Set tasks
• a. Using the project description on urban society in the Burgundian Netherlands, below, decide whether each statement agrees with it. Answer yes or no for each, and quote the deciding words. (i) The project covers the period from the 14th to the 16th century. (ii) England and France are described as more urbanised than the Low Countries. (iii) The cities of Flanders and Brabant had only a minor part in international trade.
• b. Continue the project description on urban society in the Burgundian Netherlands, below, from where it stops.

Extract
================================
Research project P4/14 (Research action P4)

Persons :

Description :

The project aims to probe in depth the basic formative mechanisms of urban society in the Burgundian Netherlands from the 14th to the 16th century, with special emphasis on Flanders and Brabant. The Low Countries were, at the time, among the most densely populated and urbanised areas in Western Europe. The cities of Flanders and Brabant, moreover, attracted an exporting textile industry and played a major role in international trade. They were integrated into a European network, which contributed to stimulating their expansion. They offer an ideal test-case for assessing the dynamics of pre-industrial urban society.

The present integrated approach involves an innovative thematic perspective (structures are seen as catalysts of social innovation and social change and as networks of protection and social change, of social protection and mobility), in addition to comparisons with other urbanised European regions such as northern and central Italy, with countries like England and France which were less urbanised but more central, and with the economically and politically fragmented region which is now Germany.
================================
Data section
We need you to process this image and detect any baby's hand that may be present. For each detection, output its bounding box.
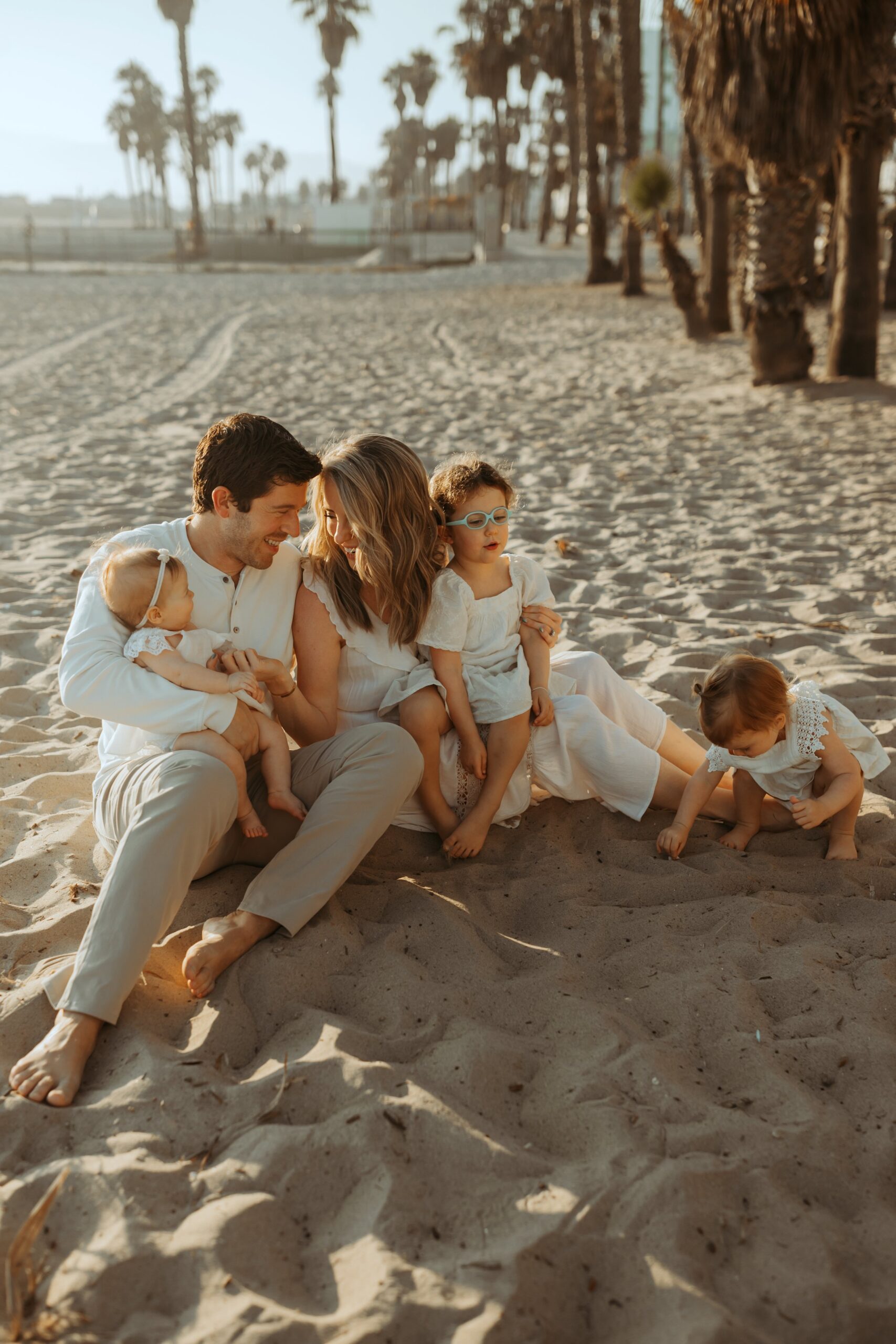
================================
Answers for this exercise
• a.
(i) Yes: "from the 14th to the 16th century"
(ii) No: "with countries like England and France which were less urbanised but more central"
(iii) No: "played a major role in international trade"

• b.
Each laboratory contributes its specific expertise to the integrated research strategy: complementarity of research methods and topics is crucial to reaching the goals and coordinating the research. The RUG participants are specialised in social and economic relations in Flanders and in the socio-political structures of the Burgundian state in the 14th, 15th, and 16th centuries. Furthermore, they possess a rich tradition in methodology (particularly prosopography); the UCL laboratory studies craft guilds and their impact on social and economic life in the southern principalities of the Burgundian Low Countries; the UFSIA researchers study economic balances within the urban network of Brabant, with emphasis on the functions of an emerging capital city, such as Brussels in the 15th and 16th centuries; the FUSLO researchers are specialised in institutional history and the history of urban law in the late Medieval period.

Urban networks and urban functions are analysed in depth in the context of regional and European economy (the impact of retail trade, of the labour market, of international trade, of administrative centralisation). Urban legislation provides the general framework of social and economic development. Judicial and law enforcement documents will make it possible to assess its impact on everyday life and social realities. The major lines of social development will contribute to presenting a balanced picture of a city's socio-political infrastructure and to re-examining accepted views on social identity and urban elites, on craft guilds and other corporations. Crucial elements are for instance social mobility through marriage, topography of poverty and wealth, the balance between political and economic power, marginalisation processes, the impact of public and private finances on urban society, and the position of particular social groups (foreigners, guilds, women and children).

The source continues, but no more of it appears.